==== Input records ====

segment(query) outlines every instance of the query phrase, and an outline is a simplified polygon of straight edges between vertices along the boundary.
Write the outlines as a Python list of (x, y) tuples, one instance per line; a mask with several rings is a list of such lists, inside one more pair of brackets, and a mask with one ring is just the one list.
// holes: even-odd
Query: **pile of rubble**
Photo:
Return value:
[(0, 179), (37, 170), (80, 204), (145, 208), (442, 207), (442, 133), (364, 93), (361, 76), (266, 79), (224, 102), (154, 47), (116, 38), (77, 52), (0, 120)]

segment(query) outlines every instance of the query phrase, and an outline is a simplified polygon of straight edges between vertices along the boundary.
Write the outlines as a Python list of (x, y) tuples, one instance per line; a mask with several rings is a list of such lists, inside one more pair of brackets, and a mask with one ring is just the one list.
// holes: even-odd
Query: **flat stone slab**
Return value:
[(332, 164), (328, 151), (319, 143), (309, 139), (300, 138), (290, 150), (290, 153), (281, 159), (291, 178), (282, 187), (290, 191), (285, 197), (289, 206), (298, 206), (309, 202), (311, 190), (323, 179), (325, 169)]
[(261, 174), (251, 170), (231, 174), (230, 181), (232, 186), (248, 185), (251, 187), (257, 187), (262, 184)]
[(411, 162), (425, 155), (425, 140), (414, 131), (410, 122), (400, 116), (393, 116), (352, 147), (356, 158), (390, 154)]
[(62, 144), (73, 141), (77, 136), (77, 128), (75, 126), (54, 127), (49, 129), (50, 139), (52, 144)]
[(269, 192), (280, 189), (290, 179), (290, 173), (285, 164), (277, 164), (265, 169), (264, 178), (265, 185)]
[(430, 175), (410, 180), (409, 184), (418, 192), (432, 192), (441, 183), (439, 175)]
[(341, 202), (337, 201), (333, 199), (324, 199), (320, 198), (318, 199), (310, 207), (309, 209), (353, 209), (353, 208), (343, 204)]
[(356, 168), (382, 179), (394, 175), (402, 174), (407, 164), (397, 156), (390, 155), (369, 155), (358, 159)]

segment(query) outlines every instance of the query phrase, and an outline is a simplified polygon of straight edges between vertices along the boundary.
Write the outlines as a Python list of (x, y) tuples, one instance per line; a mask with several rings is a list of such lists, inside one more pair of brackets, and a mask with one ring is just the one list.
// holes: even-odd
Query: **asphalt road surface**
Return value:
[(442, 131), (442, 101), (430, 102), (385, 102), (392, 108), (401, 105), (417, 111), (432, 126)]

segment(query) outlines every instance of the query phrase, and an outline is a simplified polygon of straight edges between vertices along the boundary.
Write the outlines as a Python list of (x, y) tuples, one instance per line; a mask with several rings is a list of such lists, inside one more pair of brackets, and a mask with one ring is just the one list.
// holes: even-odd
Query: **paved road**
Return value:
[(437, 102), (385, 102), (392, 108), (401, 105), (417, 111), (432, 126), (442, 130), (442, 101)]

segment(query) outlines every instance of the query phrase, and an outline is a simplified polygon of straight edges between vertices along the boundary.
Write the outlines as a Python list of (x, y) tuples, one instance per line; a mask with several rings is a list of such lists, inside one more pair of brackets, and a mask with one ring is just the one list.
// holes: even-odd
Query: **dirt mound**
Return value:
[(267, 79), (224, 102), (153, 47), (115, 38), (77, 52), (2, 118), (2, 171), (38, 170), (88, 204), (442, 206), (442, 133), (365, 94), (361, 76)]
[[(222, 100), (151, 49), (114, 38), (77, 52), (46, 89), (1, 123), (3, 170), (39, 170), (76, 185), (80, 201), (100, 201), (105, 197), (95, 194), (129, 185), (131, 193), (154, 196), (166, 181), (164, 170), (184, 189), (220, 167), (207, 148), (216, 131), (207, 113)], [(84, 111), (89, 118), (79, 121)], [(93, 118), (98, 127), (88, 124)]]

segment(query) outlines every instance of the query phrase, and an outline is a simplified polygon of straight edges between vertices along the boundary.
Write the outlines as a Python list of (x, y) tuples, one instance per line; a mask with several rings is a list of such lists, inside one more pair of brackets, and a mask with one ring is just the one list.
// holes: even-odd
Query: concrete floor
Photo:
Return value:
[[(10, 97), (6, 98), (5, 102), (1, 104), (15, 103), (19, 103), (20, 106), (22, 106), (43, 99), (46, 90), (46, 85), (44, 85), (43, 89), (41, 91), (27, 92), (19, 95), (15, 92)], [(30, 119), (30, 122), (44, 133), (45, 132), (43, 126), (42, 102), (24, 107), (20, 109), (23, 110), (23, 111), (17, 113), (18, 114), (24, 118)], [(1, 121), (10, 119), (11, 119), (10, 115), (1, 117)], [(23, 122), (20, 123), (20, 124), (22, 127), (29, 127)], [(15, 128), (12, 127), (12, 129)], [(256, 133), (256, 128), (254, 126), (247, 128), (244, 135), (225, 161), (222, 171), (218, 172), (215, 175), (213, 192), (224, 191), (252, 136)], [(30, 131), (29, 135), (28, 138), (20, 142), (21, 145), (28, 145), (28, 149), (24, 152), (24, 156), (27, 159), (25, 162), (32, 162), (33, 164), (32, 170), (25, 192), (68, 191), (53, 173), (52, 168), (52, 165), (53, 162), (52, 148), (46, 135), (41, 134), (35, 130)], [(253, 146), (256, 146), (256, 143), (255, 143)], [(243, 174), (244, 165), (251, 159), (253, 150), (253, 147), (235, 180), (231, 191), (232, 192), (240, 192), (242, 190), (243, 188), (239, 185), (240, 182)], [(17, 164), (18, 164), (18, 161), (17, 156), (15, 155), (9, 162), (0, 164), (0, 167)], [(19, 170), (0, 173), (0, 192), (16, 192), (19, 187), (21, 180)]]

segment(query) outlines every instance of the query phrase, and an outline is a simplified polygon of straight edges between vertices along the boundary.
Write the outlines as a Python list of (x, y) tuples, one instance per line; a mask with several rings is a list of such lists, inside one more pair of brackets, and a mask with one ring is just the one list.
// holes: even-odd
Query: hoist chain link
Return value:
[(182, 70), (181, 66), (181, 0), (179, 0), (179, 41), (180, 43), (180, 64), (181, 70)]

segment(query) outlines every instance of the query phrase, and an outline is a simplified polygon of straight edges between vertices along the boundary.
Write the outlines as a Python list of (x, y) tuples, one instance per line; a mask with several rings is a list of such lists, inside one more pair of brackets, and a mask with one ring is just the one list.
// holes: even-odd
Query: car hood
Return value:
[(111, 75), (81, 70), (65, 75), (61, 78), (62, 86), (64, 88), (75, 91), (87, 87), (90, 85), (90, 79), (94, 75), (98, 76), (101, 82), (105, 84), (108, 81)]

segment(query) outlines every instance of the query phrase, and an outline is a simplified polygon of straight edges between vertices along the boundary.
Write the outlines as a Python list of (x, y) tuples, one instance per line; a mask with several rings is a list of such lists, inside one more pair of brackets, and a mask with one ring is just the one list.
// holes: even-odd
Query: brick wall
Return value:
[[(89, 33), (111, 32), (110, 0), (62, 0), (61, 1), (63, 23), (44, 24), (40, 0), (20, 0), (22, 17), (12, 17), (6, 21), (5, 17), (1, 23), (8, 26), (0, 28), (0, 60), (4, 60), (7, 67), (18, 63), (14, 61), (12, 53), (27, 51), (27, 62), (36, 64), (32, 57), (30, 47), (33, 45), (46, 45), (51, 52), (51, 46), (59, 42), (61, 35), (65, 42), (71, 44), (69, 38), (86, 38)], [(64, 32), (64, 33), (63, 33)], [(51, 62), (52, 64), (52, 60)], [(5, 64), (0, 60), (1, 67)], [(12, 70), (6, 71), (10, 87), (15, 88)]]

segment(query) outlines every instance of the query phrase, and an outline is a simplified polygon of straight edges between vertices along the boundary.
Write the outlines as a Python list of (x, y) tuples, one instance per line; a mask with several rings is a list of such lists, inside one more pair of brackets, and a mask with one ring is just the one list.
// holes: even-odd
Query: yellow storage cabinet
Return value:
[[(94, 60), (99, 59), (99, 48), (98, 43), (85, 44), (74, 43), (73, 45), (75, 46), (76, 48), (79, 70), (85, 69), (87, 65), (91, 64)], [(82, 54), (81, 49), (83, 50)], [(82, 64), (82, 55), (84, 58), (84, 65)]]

====

Reproduce verbatim every line of the records from the very first line through the line holding "155), (358, 159)]", with both ends included.

Complete answer:
segment(query) outlines every instance of the query phrase, and an outline is a simplified polygon of straight edges between vertices along the boundary.
Write the outlines as a Python list of (x, y) tuples, one instance per line; a mask with several rings is a list of such lists, inside one more pair of brackets, and a mask with one ring is just the one list.
// holes: even-odd
Query: **pile of rubble**
Photo:
Return value:
[(0, 179), (37, 170), (80, 204), (145, 208), (442, 207), (442, 133), (364, 93), (361, 76), (266, 79), (224, 102), (154, 47), (116, 38), (77, 52), (0, 120)]

segment(query) outlines every instance of the query phrase, and an outline is a simplified polygon of straight edges between vertices along the boundary.
Write the outlines as a Python list of (x, y) tuples, one instance per line; a mask with several rings is a list of such lists, inside one more pair of brackets, and a mask with one ring is just the one list.
// holes: even-odd
Query: **flat stone slab**
Return value:
[(332, 164), (328, 151), (319, 143), (309, 139), (300, 138), (290, 150), (290, 153), (281, 159), (291, 178), (282, 187), (290, 191), (285, 197), (289, 206), (298, 206), (309, 202), (311, 190), (323, 179), (325, 169)]
[(261, 174), (251, 170), (231, 174), (230, 181), (232, 186), (248, 185), (251, 187), (257, 187), (262, 184)]
[(411, 162), (425, 155), (425, 140), (414, 131), (410, 122), (400, 116), (393, 116), (352, 147), (356, 158), (390, 154)]
[(62, 144), (73, 141), (77, 136), (77, 128), (75, 126), (54, 127), (49, 129), (50, 139), (52, 144)]
[(269, 192), (280, 189), (290, 179), (290, 173), (285, 164), (277, 164), (265, 169), (264, 178), (265, 185)]
[(430, 175), (410, 180), (409, 184), (418, 192), (432, 192), (441, 183), (439, 175)]
[(341, 202), (337, 201), (333, 199), (324, 199), (320, 198), (318, 199), (310, 207), (309, 209), (353, 209), (353, 208), (343, 204)]
[(356, 168), (382, 179), (394, 175), (402, 174), (407, 164), (397, 156), (390, 155), (369, 155), (358, 159)]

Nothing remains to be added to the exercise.